» **Given request**:
Return each line from the items below that contains the word "shirt", copied in full.

» **Data entries**:

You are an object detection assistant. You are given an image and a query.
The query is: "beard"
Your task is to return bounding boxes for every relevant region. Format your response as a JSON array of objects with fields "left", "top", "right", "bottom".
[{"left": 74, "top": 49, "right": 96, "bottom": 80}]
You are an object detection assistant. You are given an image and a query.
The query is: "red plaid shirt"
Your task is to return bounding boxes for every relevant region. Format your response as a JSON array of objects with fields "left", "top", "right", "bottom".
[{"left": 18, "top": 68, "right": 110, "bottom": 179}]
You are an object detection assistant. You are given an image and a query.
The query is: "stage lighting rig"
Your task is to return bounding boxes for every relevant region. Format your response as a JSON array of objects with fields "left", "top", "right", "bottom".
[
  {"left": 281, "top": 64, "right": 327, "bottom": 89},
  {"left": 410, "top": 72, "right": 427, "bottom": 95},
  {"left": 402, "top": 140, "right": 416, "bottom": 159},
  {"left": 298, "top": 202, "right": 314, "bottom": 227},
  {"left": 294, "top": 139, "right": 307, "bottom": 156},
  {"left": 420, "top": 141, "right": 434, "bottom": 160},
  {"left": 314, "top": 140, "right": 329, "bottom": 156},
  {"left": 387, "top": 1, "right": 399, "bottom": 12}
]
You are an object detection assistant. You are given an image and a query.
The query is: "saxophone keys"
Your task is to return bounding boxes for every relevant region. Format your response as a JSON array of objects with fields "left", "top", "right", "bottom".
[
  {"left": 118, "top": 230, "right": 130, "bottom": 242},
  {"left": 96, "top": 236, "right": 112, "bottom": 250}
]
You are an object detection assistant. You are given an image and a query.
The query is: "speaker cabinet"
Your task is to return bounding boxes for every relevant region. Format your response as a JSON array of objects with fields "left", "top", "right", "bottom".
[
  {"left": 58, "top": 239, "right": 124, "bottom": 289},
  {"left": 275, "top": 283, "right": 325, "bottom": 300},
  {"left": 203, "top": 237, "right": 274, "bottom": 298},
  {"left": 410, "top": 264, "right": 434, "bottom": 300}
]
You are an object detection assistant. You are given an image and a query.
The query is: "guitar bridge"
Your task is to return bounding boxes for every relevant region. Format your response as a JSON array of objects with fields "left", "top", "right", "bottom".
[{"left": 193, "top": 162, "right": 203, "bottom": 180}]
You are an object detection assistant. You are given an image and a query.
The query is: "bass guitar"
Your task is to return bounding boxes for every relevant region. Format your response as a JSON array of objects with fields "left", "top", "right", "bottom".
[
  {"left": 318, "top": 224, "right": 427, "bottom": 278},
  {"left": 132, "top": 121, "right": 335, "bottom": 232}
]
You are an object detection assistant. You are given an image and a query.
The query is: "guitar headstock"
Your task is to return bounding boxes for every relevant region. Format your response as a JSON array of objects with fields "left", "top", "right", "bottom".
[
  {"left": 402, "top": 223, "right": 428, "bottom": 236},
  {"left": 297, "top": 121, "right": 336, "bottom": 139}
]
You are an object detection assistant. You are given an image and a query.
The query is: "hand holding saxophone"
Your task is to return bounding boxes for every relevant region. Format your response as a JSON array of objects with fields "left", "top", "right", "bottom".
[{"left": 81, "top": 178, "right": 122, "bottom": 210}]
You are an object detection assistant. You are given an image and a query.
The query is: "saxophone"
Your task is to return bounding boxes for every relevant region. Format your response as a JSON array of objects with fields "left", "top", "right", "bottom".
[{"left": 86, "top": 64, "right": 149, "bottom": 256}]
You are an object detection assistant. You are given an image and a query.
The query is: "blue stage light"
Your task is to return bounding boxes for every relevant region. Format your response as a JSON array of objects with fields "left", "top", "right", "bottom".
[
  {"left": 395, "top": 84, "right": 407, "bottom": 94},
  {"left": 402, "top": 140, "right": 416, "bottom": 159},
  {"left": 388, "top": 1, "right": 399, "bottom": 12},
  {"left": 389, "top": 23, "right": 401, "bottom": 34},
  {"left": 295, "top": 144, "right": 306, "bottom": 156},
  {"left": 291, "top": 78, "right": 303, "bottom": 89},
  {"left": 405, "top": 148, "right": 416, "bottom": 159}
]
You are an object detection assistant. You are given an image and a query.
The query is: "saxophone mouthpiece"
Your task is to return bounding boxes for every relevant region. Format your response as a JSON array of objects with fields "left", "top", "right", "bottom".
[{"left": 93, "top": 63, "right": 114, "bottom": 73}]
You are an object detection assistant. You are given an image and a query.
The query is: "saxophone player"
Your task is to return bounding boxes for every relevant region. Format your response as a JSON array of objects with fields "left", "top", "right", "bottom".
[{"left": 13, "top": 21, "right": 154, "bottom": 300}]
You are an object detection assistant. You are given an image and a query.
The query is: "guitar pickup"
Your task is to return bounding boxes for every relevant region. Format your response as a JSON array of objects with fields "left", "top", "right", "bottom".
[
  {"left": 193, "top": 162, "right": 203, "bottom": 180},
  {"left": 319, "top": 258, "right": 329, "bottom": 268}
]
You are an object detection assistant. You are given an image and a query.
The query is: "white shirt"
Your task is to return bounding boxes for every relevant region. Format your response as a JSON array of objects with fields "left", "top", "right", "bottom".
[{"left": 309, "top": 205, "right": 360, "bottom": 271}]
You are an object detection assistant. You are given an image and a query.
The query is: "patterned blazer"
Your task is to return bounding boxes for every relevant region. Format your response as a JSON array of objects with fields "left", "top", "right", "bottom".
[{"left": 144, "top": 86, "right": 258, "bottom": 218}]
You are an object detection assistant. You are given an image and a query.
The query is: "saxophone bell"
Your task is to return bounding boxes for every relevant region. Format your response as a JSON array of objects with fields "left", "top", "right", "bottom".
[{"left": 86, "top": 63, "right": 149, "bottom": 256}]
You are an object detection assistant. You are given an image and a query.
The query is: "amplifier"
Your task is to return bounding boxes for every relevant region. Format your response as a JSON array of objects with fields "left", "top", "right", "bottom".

» **Correct result**:
The query is: "red plaid shirt"
The query is: "white shirt"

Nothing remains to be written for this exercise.